**GIVEN PROBLEM:** Print the items unchanged, starting at the line that contains "[point] every instance of the hiking" and running through the last line of the items, with both of those lines included.

**PROVIDED ENTRIES:**
......

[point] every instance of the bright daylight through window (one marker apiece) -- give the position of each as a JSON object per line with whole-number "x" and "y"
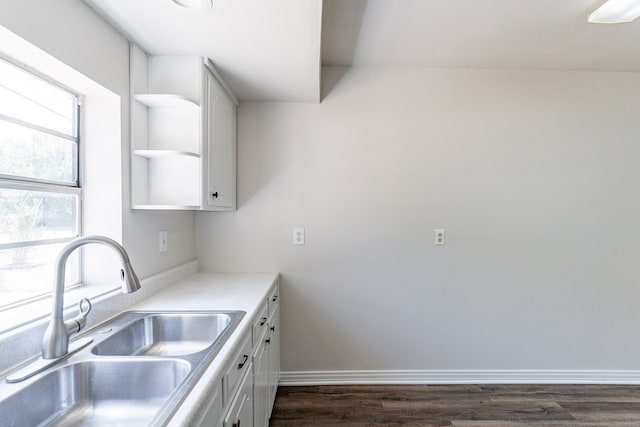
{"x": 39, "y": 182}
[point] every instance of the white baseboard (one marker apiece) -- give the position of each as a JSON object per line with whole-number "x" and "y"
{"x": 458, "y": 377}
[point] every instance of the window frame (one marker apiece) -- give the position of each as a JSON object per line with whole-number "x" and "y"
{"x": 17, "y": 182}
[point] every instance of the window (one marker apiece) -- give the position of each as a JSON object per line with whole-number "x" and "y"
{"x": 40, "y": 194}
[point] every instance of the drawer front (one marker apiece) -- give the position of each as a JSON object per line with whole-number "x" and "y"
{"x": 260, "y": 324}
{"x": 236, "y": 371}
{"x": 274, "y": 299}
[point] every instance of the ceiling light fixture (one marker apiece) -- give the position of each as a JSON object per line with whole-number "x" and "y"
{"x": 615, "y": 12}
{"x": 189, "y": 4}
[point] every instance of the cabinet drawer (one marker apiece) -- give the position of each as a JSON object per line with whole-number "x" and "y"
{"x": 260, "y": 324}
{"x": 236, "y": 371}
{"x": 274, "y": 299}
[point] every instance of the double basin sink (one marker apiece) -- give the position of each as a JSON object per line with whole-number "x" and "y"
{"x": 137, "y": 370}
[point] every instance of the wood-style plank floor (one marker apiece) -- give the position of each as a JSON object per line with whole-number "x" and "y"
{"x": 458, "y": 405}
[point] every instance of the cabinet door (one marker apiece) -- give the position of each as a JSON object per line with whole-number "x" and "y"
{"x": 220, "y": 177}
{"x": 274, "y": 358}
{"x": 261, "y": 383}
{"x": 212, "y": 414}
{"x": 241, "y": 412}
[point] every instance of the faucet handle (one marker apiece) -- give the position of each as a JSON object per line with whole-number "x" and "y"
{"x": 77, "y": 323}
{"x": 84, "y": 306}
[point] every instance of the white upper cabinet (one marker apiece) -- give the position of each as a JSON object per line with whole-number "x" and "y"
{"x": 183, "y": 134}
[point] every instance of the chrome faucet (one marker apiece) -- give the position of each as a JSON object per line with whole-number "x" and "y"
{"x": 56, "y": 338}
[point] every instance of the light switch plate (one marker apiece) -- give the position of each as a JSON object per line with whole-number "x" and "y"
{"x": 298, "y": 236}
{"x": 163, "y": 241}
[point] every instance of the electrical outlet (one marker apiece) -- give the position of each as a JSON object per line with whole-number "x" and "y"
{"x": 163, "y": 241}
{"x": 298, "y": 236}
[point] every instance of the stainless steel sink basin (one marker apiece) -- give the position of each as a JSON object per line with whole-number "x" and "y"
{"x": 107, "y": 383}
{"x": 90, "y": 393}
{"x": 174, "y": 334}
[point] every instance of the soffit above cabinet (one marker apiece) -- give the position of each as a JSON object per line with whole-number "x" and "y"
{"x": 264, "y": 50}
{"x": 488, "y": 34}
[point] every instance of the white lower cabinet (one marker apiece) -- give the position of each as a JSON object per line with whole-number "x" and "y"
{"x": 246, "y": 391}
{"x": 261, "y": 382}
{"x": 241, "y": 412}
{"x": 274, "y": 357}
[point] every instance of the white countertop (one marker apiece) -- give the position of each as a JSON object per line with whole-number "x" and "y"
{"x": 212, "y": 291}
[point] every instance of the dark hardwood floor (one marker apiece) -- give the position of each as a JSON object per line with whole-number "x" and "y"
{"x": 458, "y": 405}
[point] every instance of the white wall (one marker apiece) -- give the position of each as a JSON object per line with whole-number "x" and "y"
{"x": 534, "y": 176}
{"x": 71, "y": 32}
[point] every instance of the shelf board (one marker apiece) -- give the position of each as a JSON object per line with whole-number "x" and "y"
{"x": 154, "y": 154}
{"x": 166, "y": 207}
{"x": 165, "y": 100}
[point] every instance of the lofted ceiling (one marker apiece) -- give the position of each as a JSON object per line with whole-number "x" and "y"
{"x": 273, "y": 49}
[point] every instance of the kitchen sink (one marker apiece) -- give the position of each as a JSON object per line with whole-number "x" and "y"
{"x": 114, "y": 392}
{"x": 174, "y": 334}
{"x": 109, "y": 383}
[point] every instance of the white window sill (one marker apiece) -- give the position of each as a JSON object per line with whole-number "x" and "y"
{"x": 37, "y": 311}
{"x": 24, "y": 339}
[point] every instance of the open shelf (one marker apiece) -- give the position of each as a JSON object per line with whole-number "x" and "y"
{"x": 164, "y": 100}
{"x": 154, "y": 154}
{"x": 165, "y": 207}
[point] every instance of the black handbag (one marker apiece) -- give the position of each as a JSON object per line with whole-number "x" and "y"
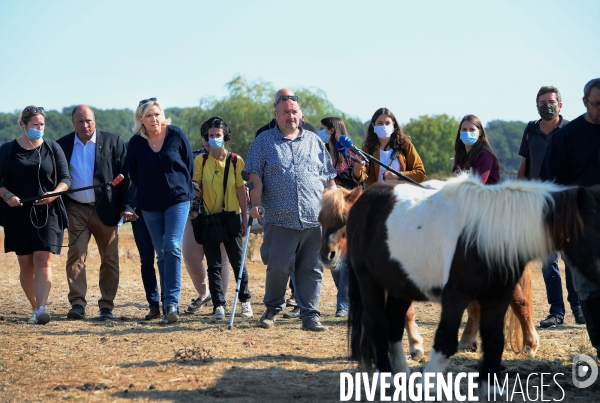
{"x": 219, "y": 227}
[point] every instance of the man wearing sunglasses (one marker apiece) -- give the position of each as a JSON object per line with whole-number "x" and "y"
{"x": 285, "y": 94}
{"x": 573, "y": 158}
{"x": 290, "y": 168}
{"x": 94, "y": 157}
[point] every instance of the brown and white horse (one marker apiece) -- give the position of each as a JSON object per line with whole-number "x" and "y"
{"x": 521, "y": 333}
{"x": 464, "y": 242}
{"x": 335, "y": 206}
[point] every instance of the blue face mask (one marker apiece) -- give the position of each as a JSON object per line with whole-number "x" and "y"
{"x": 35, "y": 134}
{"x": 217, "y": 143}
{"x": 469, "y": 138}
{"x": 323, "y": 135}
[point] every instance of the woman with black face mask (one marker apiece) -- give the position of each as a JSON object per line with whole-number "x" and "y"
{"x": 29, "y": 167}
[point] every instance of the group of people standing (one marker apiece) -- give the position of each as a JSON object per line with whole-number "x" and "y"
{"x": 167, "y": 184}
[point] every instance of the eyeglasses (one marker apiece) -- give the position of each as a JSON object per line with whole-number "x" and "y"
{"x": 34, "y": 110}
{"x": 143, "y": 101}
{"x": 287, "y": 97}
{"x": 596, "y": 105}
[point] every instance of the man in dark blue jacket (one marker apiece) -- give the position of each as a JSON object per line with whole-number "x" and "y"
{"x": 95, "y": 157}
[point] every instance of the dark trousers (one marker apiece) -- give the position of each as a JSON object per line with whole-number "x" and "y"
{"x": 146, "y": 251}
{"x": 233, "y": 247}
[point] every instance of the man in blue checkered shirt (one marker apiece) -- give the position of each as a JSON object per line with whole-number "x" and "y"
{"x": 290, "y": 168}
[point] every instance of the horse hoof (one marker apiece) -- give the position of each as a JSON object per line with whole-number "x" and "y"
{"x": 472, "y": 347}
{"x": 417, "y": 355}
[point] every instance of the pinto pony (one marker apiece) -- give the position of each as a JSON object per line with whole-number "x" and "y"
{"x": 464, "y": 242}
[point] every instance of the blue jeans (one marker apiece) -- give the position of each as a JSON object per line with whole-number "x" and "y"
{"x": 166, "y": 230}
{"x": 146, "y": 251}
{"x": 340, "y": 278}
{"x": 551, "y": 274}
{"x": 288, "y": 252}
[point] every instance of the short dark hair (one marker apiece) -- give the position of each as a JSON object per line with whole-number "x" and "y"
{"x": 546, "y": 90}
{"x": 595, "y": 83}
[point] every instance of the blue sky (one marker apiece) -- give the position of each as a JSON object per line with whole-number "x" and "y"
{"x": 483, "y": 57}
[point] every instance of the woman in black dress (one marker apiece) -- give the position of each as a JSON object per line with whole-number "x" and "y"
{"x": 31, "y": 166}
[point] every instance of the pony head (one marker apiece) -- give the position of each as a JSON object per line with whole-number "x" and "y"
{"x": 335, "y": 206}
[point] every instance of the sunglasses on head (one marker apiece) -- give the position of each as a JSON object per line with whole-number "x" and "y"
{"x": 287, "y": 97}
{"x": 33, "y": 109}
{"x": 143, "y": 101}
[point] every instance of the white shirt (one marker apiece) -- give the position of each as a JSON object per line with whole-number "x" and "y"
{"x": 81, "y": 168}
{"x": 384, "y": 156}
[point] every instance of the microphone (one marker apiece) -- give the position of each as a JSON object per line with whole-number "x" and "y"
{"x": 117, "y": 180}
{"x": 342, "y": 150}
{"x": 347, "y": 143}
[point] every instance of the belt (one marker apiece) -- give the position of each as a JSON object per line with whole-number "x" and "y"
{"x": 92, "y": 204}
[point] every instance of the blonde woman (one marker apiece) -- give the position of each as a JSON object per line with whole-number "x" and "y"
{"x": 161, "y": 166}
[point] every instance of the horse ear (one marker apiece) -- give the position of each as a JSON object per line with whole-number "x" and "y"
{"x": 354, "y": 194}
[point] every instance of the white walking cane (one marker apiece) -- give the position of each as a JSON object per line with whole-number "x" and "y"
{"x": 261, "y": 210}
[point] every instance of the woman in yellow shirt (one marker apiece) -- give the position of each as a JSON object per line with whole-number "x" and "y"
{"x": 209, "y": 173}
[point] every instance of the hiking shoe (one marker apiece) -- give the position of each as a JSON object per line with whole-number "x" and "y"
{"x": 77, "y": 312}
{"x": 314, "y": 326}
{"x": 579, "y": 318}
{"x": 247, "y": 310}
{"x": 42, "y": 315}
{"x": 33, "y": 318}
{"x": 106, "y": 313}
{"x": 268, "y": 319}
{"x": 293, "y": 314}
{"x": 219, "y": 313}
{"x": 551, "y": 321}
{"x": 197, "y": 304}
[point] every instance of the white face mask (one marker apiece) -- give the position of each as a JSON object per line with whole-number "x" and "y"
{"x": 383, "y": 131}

......

**THE RESULT:**
[point] every instance of the hiking shoe (one marker apiece) -- give the position of each as a JSON object per line with whole-number "x" and "y"
{"x": 77, "y": 312}
{"x": 314, "y": 326}
{"x": 579, "y": 318}
{"x": 247, "y": 310}
{"x": 42, "y": 315}
{"x": 33, "y": 318}
{"x": 106, "y": 313}
{"x": 268, "y": 319}
{"x": 293, "y": 314}
{"x": 219, "y": 313}
{"x": 551, "y": 321}
{"x": 197, "y": 304}
[point] every instance of the white face mask (one marker apiece) -- give the position of each as a JSON object per line with whole-number "x" and "y"
{"x": 383, "y": 131}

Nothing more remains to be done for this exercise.